» **What is required**:
Reproduce the records below with each occurrence of "Query" changed to "Search term" and every other line left unchanged. Omit the pictures from the reproduction.

» **Entries shown**:
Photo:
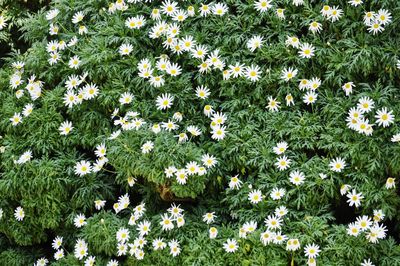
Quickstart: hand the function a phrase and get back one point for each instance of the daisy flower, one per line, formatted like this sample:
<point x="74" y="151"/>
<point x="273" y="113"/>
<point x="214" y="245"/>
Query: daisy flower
<point x="74" y="62"/>
<point x="277" y="193"/>
<point x="3" y="23"/>
<point x="367" y="263"/>
<point x="292" y="244"/>
<point x="310" y="97"/>
<point x="383" y="16"/>
<point x="273" y="104"/>
<point x="237" y="70"/>
<point x="19" y="213"/>
<point x="255" y="196"/>
<point x="218" y="132"/>
<point x="311" y="250"/>
<point x="181" y="176"/>
<point x="208" y="160"/>
<point x="80" y="220"/>
<point x="297" y="178"/>
<point x="375" y="27"/>
<point x="16" y="119"/>
<point x="282" y="163"/>
<point x="147" y="147"/>
<point x="122" y="235"/>
<point x="390" y="183"/>
<point x="202" y="92"/>
<point x="219" y="9"/>
<point x="253" y="73"/>
<point x="348" y="88"/>
<point x="365" y="104"/>
<point x="354" y="198"/>
<point x="209" y="217"/>
<point x="235" y="182"/>
<point x="267" y="237"/>
<point x="125" y="49"/>
<point x="315" y="27"/>
<point x="159" y="244"/>
<point x="166" y="222"/>
<point x="337" y="164"/>
<point x="213" y="232"/>
<point x="65" y="128"/>
<point x="306" y="50"/>
<point x="280" y="13"/>
<point x="57" y="242"/>
<point x="230" y="245"/>
<point x="83" y="168"/>
<point x="254" y="43"/>
<point x="335" y="14"/>
<point x="144" y="228"/>
<point x="273" y="222"/>
<point x="78" y="17"/>
<point x="384" y="118"/>
<point x="126" y="98"/>
<point x="288" y="73"/>
<point x="263" y="5"/>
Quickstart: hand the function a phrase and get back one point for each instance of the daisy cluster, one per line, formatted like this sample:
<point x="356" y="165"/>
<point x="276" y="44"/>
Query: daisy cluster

» **Completed exercise**:
Photo:
Quickstart: hand the function a phrase and get back one point for each instance of the daisy flower, one per line, formatted like this sample:
<point x="74" y="151"/>
<point x="273" y="113"/>
<point x="214" y="245"/>
Search term: daisy flower
<point x="74" y="62"/>
<point x="277" y="193"/>
<point x="3" y="23"/>
<point x="367" y="263"/>
<point x="292" y="244"/>
<point x="310" y="97"/>
<point x="383" y="16"/>
<point x="273" y="104"/>
<point x="237" y="70"/>
<point x="19" y="213"/>
<point x="255" y="196"/>
<point x="218" y="132"/>
<point x="311" y="250"/>
<point x="181" y="176"/>
<point x="208" y="160"/>
<point x="80" y="220"/>
<point x="297" y="178"/>
<point x="375" y="27"/>
<point x="16" y="119"/>
<point x="282" y="163"/>
<point x="147" y="147"/>
<point x="122" y="235"/>
<point x="390" y="183"/>
<point x="202" y="92"/>
<point x="219" y="9"/>
<point x="253" y="73"/>
<point x="348" y="88"/>
<point x="365" y="104"/>
<point x="354" y="198"/>
<point x="209" y="217"/>
<point x="235" y="182"/>
<point x="267" y="237"/>
<point x="125" y="49"/>
<point x="315" y="27"/>
<point x="159" y="244"/>
<point x="166" y="222"/>
<point x="337" y="164"/>
<point x="213" y="232"/>
<point x="65" y="128"/>
<point x="306" y="50"/>
<point x="280" y="13"/>
<point x="57" y="242"/>
<point x="230" y="245"/>
<point x="83" y="168"/>
<point x="254" y="43"/>
<point x="335" y="14"/>
<point x="144" y="228"/>
<point x="273" y="222"/>
<point x="78" y="17"/>
<point x="384" y="118"/>
<point x="126" y="98"/>
<point x="288" y="73"/>
<point x="263" y="5"/>
Quickstart: hand the function a phrase and get back one point for each instance of the daisy cluster, one per line, formatted like this sample:
<point x="356" y="165"/>
<point x="276" y="44"/>
Search term: daisy cluster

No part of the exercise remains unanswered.